##### PAGE EXTRACT
How Are You Faring In Your Life Now? The Life Wheel

The life wheel is Day 1’s task of Live a Better Life in 30 Days, my 30-day course to live a better life.

Today I’d like to talk about the life wheel. It’s one of the tools I use in my coaching and will be an essential tool in your growth journey.

What is the Life Wheel?

The Life Wheel is a tool that gives you a snapshot of how you’re doing in your life now. It is essentially a circle divided into segments, usually eight, that represent the key areas of your life. Here’s a sample diagram:

Life Wheel

There are many variations of the life wheel, with common segments being career, family, love, friends, finance, and health. The remaining segments are more varied. They can be recreation, spiritual, or others.

Each segment comes with a scale of 0-10 where you rate how well you are doing in the area right now. 0 is the lowest score and 10 is the highest score. After you rate yourself in each area, you mark out your scores on the wheel and connect the dots. You will then get a web-like diagram that gives you a visual representation of how you’re doing in life now.

The most useful part of the life wheel is the visual representation of how you’re doing in life. After all, it’s hard to know how you’re doing in your life when you’re focused on day-to-day tasks. You may subconsciously know that you’re putting an area of your life on hold, but this neglect may not be obvious. Subsequently, you have no real call to action.
##########
##### EXCERPTED RECORDS
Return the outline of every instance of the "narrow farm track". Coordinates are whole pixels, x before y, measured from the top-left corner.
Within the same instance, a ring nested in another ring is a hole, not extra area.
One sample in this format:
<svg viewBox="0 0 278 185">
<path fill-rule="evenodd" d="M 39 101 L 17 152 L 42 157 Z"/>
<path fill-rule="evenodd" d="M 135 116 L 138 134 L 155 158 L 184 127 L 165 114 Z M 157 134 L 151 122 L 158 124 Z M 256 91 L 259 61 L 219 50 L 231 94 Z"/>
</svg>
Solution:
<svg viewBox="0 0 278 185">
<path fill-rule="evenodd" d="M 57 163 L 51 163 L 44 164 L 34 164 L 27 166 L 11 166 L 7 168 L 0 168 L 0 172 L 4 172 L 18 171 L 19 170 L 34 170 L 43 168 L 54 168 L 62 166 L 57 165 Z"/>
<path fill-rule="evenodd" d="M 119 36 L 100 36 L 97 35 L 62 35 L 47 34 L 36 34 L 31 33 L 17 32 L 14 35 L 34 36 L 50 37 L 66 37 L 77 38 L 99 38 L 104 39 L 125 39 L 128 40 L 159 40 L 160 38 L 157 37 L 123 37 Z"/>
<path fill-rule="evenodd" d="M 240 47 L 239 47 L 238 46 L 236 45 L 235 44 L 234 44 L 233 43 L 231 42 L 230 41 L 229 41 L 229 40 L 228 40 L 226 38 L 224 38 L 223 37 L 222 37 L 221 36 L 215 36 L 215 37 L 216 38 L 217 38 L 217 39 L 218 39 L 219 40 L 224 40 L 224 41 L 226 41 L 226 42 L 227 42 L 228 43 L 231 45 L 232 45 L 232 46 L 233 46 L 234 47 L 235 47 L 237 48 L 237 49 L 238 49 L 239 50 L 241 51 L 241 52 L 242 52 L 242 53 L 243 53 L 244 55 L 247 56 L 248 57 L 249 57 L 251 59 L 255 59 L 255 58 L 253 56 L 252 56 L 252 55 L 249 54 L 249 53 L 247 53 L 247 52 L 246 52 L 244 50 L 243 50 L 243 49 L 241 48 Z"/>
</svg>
##########
##### EXCERPTED RECORDS
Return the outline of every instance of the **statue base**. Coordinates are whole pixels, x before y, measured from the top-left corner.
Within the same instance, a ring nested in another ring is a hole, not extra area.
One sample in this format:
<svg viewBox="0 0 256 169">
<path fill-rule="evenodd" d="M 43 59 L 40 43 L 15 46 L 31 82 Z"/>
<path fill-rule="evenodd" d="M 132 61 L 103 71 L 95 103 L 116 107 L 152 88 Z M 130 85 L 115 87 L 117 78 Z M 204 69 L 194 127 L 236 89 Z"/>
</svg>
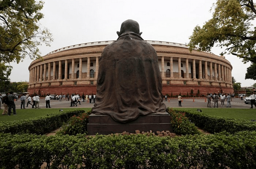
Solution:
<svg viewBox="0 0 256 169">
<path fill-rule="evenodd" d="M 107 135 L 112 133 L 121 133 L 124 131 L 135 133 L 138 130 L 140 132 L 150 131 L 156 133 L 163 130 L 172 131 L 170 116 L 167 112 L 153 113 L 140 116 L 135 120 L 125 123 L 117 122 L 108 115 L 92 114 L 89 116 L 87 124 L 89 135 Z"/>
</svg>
##########
##### EXCERPTED RECORDS
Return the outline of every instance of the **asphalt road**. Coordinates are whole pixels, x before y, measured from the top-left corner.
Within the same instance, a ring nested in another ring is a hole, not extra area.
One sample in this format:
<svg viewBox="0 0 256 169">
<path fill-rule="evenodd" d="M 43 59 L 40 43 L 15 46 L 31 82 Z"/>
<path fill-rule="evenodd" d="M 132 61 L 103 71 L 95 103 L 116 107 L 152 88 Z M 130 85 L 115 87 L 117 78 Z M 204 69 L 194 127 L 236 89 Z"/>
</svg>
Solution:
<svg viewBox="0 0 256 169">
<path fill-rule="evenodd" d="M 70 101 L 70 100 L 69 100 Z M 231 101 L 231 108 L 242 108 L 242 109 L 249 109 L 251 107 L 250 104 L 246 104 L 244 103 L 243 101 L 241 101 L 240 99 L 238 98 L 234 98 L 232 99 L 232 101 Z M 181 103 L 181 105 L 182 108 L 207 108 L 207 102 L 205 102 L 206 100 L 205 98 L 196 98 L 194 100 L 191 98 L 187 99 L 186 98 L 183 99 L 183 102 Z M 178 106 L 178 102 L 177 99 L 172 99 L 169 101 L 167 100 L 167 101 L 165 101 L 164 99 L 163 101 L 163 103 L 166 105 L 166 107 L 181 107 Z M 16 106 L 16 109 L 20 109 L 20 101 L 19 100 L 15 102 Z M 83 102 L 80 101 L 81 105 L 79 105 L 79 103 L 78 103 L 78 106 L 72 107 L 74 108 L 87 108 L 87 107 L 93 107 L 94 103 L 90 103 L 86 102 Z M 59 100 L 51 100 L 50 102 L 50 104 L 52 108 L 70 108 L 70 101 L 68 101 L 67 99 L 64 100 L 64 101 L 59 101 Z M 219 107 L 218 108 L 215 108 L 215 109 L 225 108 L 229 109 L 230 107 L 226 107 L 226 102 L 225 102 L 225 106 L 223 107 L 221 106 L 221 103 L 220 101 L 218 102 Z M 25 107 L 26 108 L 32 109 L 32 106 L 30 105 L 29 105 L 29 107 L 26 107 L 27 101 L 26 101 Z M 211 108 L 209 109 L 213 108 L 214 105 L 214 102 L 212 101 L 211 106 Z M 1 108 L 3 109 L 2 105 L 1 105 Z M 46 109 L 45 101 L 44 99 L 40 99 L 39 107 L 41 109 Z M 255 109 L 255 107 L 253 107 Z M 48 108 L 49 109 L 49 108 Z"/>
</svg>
##########
§ **SHORT TASK 1**
According to the life wheel article, into how many segments is the circle usually divided?
§ **SHORT TASK 2**
List the segments that the life wheel article names as common across variations of the wheel.

§ **RESULT 1**
Eight

§ **RESULT 2**
Career, family, love, friends, finance, health